__EXERCISE AIM__
Copy out all the entries word for word.

[Referring expression data]
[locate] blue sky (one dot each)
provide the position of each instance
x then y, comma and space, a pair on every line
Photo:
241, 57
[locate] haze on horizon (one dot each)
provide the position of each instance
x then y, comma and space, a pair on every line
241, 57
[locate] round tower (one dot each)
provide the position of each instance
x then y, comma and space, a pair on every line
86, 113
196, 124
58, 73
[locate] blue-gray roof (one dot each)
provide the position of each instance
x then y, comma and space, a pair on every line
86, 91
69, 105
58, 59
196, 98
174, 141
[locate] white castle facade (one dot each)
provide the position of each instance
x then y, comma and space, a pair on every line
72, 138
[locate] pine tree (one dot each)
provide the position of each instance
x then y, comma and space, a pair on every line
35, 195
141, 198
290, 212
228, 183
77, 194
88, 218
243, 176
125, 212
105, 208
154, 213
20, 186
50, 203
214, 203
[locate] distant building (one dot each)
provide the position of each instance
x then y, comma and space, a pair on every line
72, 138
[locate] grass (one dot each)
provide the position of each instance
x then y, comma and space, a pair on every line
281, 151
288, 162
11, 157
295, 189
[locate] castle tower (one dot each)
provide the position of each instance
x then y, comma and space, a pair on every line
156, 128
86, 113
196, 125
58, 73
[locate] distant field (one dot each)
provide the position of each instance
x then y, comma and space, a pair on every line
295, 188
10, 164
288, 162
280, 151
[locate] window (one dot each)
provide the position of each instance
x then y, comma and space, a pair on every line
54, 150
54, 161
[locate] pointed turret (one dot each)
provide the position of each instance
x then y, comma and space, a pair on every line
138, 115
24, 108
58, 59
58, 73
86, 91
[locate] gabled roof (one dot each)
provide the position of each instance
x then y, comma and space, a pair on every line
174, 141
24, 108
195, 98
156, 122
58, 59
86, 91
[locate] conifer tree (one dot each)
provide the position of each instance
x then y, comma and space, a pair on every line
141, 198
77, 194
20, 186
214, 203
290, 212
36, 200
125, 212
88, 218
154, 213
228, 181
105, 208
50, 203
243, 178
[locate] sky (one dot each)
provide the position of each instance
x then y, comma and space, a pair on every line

__PROBLEM SOLUTION__
[locate] blue sky (one dot each)
provide the position of each instance
x then y, comma and space, a pair on every line
Photo:
241, 57
[locate] haze on horizon (one dot each)
provide the position of each instance
x then y, comma and space, a pair on every line
241, 57
[locate] round tower (one dot each)
provide the position of each instance
x then y, comma and space, a pair on every line
86, 113
196, 124
58, 73
[locate] blue-gray roof (one dot each)
provide the position of each instance
x then y, comma and space, a pair on every line
86, 91
69, 105
58, 59
196, 98
174, 141
[locate] white castle facade (one dot each)
provide the position of each instance
x then y, comma and space, a pair on every line
72, 138
[locate] pine tree (one dot each)
provide the position of each instance
x then y, comma and space, a pair on every line
35, 195
141, 198
290, 212
228, 183
77, 194
88, 218
243, 176
125, 212
105, 208
154, 213
20, 186
50, 203
214, 203
[locate] distant building (one dot each)
provide the position of each instance
x then y, comma and space, a pair on every line
72, 138
[locate] grass (one dot each)
provide the position of each instance
x then y, comma and space, a pair on every line
281, 151
288, 162
11, 157
295, 189
[locate] castle tower (one dot each)
provide the position of each instance
x then y, comma and space, a pair on every line
156, 128
86, 113
196, 125
58, 73
[locate] distant field (one dot each)
provide the position of each instance
x then y, comma and space, a pair on every line
295, 188
10, 164
288, 162
280, 151
[locate] window (one dot each)
provide the position of each instance
x then y, comma and space, a pair on every line
54, 150
54, 161
[locate] pointed turret (one dot each)
provide the position of each instance
x then y, comma and space, a pair on every line
138, 115
24, 108
58, 59
58, 73
86, 91
[locate] gabled roof (one dot each)
provide the position of each instance
x then y, comma and space, a pair on every line
174, 141
24, 108
195, 98
156, 122
58, 59
86, 91
[locate] conifer tree (one dot each)
provide the position of each instance
x then y, comma and space, a pair on every line
141, 198
77, 194
20, 186
214, 203
290, 212
36, 200
125, 212
88, 218
154, 213
228, 181
105, 208
50, 203
243, 178
[locate] sky (one dot each)
provide the position of each instance
x then y, comma and space, a pair on every line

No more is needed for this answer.